Tríades

Para dar início à compreensão dos Eneatipos, é criticamente necessário entender as tríades. Quando dizemos apenas “tríades” sem complemento algum, nos referimos aos “centros de inteligência” do Eneagrama, sendo eles o cardíaco-emocional (2-3-4), o cerebral-intelectual (5-6-7) e o intestinal-motor (8-9-1). As tríades são consideradas a partir dos “tipos angulares”, isto é, os tipos centrais de cada tríade, pertencentes ao triângulo interno do Eneagrama — são eles o E3, o E6 e o E9. As tríades, portanto, indicam “a natureza da neurose” de seus tipos. Os cardíacos são tipos emocionais focados na sociedade, enquanto os cerebrais são focados na análise intelectual do mundo de modo distanciado, e os intestinais, por sua vez, no desvio da consciência em virtude da sobrevivência e da conquista do espaço físico concreto.

Os tipos centrais são a base de todos os outros tipos do Eneagrama. Poderíamos considerar os outros seis tipos como mesclas entre dois dos tipos centrais/angulares, embora apenas isso não baste. A tríade cardíaca tem como centro o E3, cuja neurose se baseia numa busca pela identidade aos olhos do outro, numa performance social, numa certa busca por aprovação. O preconceito geral desta tríade envolve a crença de um forte valor individual, o desenvolvimento e o julgamento de papéis socialmente necessários e prestativos. A tríade cerebral, por sua vez, tem como centro o E6, cuja neurose se baseia numa preocupação com a segurança diante de um mundo perigoso e imprevisível. O preconceito geral desta tríade envolve uma posição de superioridade intelectual, uma onisciência, uma certeza sobre um mundo observado de longe. Por fim, a tríade intestinal tem como centro o E9, e designa aqueles que pensam e sentem menos para poder afirmar o próprio ser no mundo de modo mais objetivo e concreto. A consciência dos intestinais é narcotizada por meio da atividade constante, e o preconceito desta tríade está numa desconsideração da interioridade.

As tríades correspondem aos três venenos budistas, de modo que os Eneatipos respectivos ao vértice também o fazem. O conceito em questão é sobre a decadência humana, mas o budismo vai além de entendimentos de amor abundante versus desejo deficiente, explicando a queda espiritual em função dos três venenos. Os venenos, então, em ordem 3-6-9, são o anseio (avidez/desejo), a aversão e a inconsciência (acídia). O desejo e a aversão são pontos opostos entre si, embora tenham o mesmo caráter: uma motivação deficiente; enquanto isso, a inconsciência é igualmente contrária a ambos, caracterizando uma ignorância ativa. Desenvolvo abaixo, com base nos “Enneamaps” de Katherine Fauvre, e no livro “Caráter e Neurose” de Cláudio Naranjo, uma densa descrição sobre as tríades. Após a leitura dos textos, o resumo apresentado nos títulos pode ser utilizado para a análise triádica geral.

### DADOS
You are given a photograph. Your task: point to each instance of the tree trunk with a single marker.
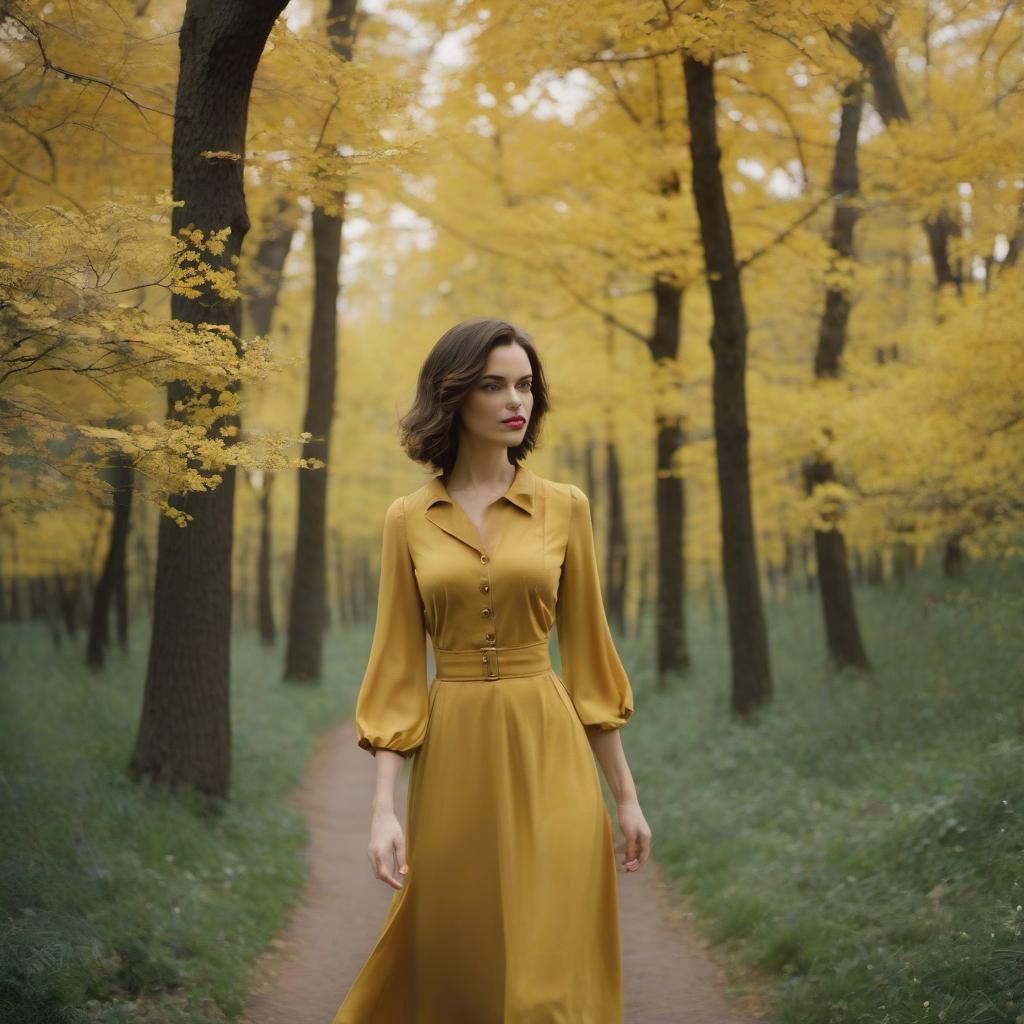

### TAREFAS
1 - Reescreva o texto sobre as tríades entre "Para dar início" e "espaço físico concreto.", inclusive, substituindo "tipos angulares" por "tipos nucleares".
2 - Responda com base no texto sobre as tríades:
(a) Quais tipos formam o centro intestinal-motor?
(b) Qual tipo é o centro da tríade cerebral?
(c) Quais são os três venenos budistas, na ordem 3-6-9?

### PROBLEMAS RESOLVIDOS
1 -
Para dar início à compreensão dos Eneatipos, é criticamente necessário entender as tríades. Quando dizemos apenas “tríades” sem complemento algum, nos referimos aos “centros de inteligência” do Eneagrama, sendo eles o cardíaco-emocional (2-3-4), o cerebral-intelectual (5-6-7) e o intestinal-motor (8-9-1). As tríades são consideradas a partir dos “tipos nucleares”, isto é, os tipos centrais de cada tríade, pertencentes ao triângulo interno do Eneagrama — são eles o E3, o E6 e o E9. As tríades, portanto, indicam “a natureza da neurose” de seus tipos. Os cardíacos são tipos emocionais focados na sociedade, enquanto os cerebrais são focados na análise intelectual do mundo de modo distanciado, e os intestinais, por sua vez, no desvio da consciência em virtude da sobrevivência e da conquista do espaço físico concreto.

2 -
(a) Os tipos 8, 9 e 1.
(b) O E6.
(c) O anseio (avidez/desejo), a aversão e a inconsciência (acídia).